Wages – Then there are wages, which are nothing but salaries, but are paid based on hours worked. These wages, put together for a specific period, can also be called a salary.
Bonus – when the employer is extremely satisfied with your work and wants to do something more than just paying your salary, then the employer offers bonuses.
Nothing but the amount of money paid additional to the salary, and usually paid during holidays.
Pension – Pension is paid to the people who are of retirement age and is generally paid by the government.
Individuals have to contribute money towards pension schemes while they are employed and should meet the criteria related to pensions.
For example, people in some countries qualify for pensions after a few years of service and by reaching the retirement age limit. In some other countries, there would be restrictions like in the UK, where the individual has to pay National Insurance contributions for 30 years.
Interest – This is something that you earn for putting your money somewhere like a bank, and the interest rates vary on certain factors like the amount you’ve put in, the term for the deposit, and the borrower (bank).
Apart from these, there are some other types of income like commissions, dividends, profits from sales, profits from investments, pocket money, etc., which are also considered as income by definition.
First, you have to derive income one way or another, so that you can save it, budget it, invest it, or spend it.
As we completed talking about income, now we shall move on to our next topic in our list of personal finance, i.e., expenditure.
Expenditure covers all types of expenses of an individual, regardless of their purpose, and by keeping your expenses limited, you can save more money.
Expenses can either be made with cash or credit and are correlated with the income, so as to how you manage your finances.
In general expenses of an individual are rent, utilities, loan payments, entertainment, etc.
Most of these expenses are necessary for a person to survive, and therefore, expenses consume a significant portion of your income.
As we are talking about expenses, you should always understand the importance of frugal living and buy only the things you need rather than the things you want.
You should always remember that taking care of your family and planning for your retirement would always be beneficial compared to buying sports cars or flexing your assets.
Buying assets is a good thing because it creates some ambition among us, however, this might also lead to an obsession for a lavish lifestyle.
Now let’s talk about savings, which refer to the funds that have been saved by an individual for future purposes. When the expenses are lower than the income, then you can put your money into savings or investments.
Savings are the funds that a person wishes to save for emergency spending, achieving short term goals, long term goals, etc.
For example, saving money as an emergency fund would come in handy under unexpected circumstances such as job loss.
You can save money with the help of various types of financial instruments such as savings accounts, deposit accounts, money-market assets, etc.
In other ways, you can just save money physically in the form of cash or buy some rare commodities such as gold or store it in bitcoins.
Note: You should remember that when money has been kept idle, you will lose the opportunity of gaining more money over the money you’ve earned.
Furthermore, you cannot rely on highly volatile assets such as cryptocurrencies because nobody can predict the price of such assets. Therefore, you should have a balanced portfolio, which should be carefully monitored and rebalanced every now and then.

- **EXERCISE TASK 1**
Pick out every line of the rows that contains the string "white", matching case exactly.
The personal finance passage has no connection to the rows that follow it.

- **PROVIDED MATERIAL**
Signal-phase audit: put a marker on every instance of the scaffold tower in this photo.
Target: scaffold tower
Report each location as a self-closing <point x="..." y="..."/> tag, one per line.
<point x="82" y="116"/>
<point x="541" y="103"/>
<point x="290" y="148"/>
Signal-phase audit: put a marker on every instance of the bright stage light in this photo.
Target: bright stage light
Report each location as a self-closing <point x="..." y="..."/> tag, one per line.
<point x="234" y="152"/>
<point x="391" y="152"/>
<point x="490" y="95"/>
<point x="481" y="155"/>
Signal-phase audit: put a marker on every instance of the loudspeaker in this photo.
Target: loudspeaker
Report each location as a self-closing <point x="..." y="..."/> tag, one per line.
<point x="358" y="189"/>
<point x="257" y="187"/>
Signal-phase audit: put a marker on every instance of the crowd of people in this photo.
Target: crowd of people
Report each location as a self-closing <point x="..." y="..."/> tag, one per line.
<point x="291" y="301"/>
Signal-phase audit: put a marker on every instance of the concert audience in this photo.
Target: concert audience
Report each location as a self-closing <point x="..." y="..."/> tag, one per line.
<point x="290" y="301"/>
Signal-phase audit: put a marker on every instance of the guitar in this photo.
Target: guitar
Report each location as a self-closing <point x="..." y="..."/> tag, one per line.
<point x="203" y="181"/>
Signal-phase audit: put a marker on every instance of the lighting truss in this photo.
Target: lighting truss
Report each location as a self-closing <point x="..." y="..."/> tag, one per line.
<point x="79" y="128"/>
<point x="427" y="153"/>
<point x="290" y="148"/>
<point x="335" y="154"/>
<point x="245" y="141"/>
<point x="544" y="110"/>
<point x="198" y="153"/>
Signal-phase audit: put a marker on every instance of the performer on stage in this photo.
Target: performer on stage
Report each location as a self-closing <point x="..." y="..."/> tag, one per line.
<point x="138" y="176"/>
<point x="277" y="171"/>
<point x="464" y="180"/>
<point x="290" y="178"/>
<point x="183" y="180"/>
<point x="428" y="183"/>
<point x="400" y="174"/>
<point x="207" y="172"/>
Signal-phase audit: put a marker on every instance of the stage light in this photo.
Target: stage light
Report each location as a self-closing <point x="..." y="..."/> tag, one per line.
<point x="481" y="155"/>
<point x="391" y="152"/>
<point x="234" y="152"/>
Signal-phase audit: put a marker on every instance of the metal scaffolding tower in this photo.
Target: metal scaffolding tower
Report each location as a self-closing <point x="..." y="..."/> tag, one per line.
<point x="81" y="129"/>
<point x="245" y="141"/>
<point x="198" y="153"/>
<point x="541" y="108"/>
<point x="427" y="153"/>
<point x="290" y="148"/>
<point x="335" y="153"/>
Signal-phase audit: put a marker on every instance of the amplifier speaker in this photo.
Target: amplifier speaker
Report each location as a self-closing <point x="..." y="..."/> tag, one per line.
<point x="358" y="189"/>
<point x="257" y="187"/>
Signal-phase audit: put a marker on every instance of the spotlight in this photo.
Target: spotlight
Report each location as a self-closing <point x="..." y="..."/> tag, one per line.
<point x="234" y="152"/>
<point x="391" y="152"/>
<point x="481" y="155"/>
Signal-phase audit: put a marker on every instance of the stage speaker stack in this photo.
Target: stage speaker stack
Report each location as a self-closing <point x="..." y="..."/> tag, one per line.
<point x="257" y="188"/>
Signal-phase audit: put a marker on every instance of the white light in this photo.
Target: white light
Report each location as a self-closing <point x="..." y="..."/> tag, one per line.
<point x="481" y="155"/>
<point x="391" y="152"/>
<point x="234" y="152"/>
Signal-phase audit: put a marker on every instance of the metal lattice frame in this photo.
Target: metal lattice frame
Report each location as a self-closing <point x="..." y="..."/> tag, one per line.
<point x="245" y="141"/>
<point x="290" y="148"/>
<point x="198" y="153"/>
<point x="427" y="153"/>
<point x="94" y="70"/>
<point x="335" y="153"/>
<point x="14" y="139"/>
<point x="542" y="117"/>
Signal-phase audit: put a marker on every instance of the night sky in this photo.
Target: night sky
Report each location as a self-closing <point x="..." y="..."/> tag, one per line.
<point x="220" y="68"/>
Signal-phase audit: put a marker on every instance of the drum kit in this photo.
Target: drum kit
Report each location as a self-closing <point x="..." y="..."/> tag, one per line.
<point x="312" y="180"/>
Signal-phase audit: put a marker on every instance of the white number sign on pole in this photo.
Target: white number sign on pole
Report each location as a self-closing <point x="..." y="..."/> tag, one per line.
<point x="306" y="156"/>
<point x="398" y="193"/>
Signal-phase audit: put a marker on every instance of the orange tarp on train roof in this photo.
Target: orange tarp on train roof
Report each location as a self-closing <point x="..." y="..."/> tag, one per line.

- **EXERCISE TASK 2**
Write out the personal finance passage from "Wages – Then" up to and including "called a salary.", copying it word for word.

- **FINISHED ANSWER 1**
Signal-phase audit: put a marker on every instance of the white light in this photo.
Target: white light
Signal-phase audit: put a marker on every instance of the white number sign on pole in this photo.
Target: white number sign on pole

- **FINISHED ANSWER 2**
Wages – Then there are wages, which are nothing but salaries, but are paid based on hours worked. These wages, put together for a specific period, can also be called a salary.